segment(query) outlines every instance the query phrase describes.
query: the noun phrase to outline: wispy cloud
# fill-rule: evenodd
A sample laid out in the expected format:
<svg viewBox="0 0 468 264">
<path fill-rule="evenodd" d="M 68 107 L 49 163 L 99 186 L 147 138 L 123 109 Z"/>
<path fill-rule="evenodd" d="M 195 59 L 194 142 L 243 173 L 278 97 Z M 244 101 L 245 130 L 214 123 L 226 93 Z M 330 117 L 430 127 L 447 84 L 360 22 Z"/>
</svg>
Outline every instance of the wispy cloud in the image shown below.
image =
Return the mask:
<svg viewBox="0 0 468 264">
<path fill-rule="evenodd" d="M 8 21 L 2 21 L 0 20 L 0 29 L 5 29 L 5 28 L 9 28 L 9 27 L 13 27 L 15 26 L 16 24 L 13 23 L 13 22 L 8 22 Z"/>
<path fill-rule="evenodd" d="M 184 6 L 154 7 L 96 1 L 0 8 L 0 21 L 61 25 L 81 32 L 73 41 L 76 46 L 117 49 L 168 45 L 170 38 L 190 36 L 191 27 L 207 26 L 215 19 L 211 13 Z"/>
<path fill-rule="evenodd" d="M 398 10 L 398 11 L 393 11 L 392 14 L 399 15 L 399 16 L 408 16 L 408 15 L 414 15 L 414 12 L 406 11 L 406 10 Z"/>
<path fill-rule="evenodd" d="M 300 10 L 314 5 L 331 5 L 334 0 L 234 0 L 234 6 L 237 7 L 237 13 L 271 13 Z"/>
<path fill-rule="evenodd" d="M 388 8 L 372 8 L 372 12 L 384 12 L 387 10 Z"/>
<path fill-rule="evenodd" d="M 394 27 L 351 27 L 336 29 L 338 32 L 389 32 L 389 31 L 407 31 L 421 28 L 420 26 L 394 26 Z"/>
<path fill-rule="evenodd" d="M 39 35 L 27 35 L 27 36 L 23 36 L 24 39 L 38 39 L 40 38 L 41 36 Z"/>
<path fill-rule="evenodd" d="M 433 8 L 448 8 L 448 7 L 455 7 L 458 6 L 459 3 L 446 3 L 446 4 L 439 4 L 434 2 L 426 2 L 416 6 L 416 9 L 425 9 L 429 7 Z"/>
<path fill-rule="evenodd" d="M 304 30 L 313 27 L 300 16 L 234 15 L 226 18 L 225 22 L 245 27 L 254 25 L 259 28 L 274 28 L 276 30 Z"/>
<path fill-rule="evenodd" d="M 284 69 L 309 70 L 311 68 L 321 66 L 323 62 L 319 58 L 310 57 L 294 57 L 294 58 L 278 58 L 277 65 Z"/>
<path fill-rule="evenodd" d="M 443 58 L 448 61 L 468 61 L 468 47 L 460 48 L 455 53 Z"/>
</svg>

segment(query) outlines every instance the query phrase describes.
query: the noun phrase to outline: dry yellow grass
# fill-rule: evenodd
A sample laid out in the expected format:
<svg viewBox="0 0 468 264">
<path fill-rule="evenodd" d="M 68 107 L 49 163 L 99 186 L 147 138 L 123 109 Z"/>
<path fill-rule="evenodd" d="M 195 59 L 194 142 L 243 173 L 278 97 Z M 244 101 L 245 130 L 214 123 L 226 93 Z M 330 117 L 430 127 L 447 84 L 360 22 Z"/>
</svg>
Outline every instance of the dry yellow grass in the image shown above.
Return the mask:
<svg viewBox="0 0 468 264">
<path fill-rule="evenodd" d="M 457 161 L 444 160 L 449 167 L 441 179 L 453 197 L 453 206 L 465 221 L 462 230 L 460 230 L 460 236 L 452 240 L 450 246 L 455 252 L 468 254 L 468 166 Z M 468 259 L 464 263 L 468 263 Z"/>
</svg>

== == ==

• JOB:
Exactly as shown, repeat every record.

• SOLUTION:
segment(query) outlines every instance the query phrase describes.
query: the noun phrase to outline: wispy cloud
# fill-rule: evenodd
A sample laid out in the expected format:
<svg viewBox="0 0 468 264">
<path fill-rule="evenodd" d="M 68 107 L 49 163 L 99 186 L 147 138 L 123 109 Z"/>
<path fill-rule="evenodd" d="M 195 59 L 194 142 L 243 173 L 278 97 Z M 244 101 L 245 130 L 214 123 L 226 93 Z M 330 117 L 430 127 L 447 84 L 360 22 Z"/>
</svg>
Outline every instance of the wispy cloud in the image shown below.
image =
Return the mask:
<svg viewBox="0 0 468 264">
<path fill-rule="evenodd" d="M 8 21 L 2 21 L 0 20 L 0 29 L 5 29 L 5 28 L 9 28 L 9 27 L 13 27 L 15 26 L 16 24 L 13 23 L 13 22 L 8 22 Z"/>
<path fill-rule="evenodd" d="M 184 6 L 154 7 L 96 1 L 0 8 L 0 21 L 61 25 L 81 32 L 73 41 L 76 46 L 117 49 L 168 45 L 170 38 L 190 36 L 191 27 L 207 26 L 215 19 L 211 13 Z"/>
<path fill-rule="evenodd" d="M 398 10 L 398 11 L 393 11 L 392 14 L 399 15 L 399 16 L 408 16 L 408 15 L 414 15 L 414 12 L 406 11 L 406 10 Z"/>
<path fill-rule="evenodd" d="M 300 10 L 314 5 L 331 5 L 334 0 L 234 0 L 234 6 L 237 7 L 237 13 L 271 13 Z"/>
<path fill-rule="evenodd" d="M 388 8 L 372 8 L 372 12 L 384 12 L 387 10 Z"/>
<path fill-rule="evenodd" d="M 394 27 L 351 27 L 336 29 L 338 32 L 389 32 L 389 31 L 407 31 L 421 28 L 420 26 L 394 26 Z"/>
<path fill-rule="evenodd" d="M 39 35 L 27 35 L 27 36 L 23 36 L 24 39 L 38 39 L 40 38 L 41 36 Z"/>
<path fill-rule="evenodd" d="M 433 8 L 448 8 L 448 7 L 455 7 L 458 6 L 459 3 L 446 3 L 446 4 L 439 4 L 434 2 L 426 2 L 416 6 L 416 9 L 425 9 L 429 7 Z"/>
<path fill-rule="evenodd" d="M 304 30 L 313 27 L 300 16 L 234 15 L 226 18 L 225 22 L 245 27 L 254 25 L 259 28 L 274 28 L 276 30 Z"/>
<path fill-rule="evenodd" d="M 284 69 L 309 70 L 311 68 L 321 66 L 323 62 L 319 58 L 310 57 L 294 57 L 294 58 L 278 58 L 277 65 Z"/>
<path fill-rule="evenodd" d="M 443 58 L 448 61 L 468 61 L 468 47 L 460 48 L 455 53 Z"/>
</svg>

segment(query) outlines every instance the query phrase describes.
query: the noun phrase to outline: dry yellow grass
# fill-rule: evenodd
A sample laid out in the expected format:
<svg viewBox="0 0 468 264">
<path fill-rule="evenodd" d="M 68 107 L 49 163 L 99 186 L 147 138 L 123 109 Z"/>
<path fill-rule="evenodd" d="M 195 59 L 194 142 L 243 173 L 278 97 Z M 244 101 L 245 130 L 214 123 L 226 93 Z M 330 117 L 430 127 L 447 84 L 360 22 Z"/>
</svg>
Outline every instance of the dry yellow grass in the image shown above.
Return the mask:
<svg viewBox="0 0 468 264">
<path fill-rule="evenodd" d="M 457 161 L 444 160 L 449 167 L 441 179 L 453 197 L 453 206 L 465 221 L 462 230 L 460 230 L 460 236 L 452 240 L 450 246 L 455 252 L 468 254 L 468 166 Z M 468 259 L 464 263 L 468 263 Z"/>
</svg>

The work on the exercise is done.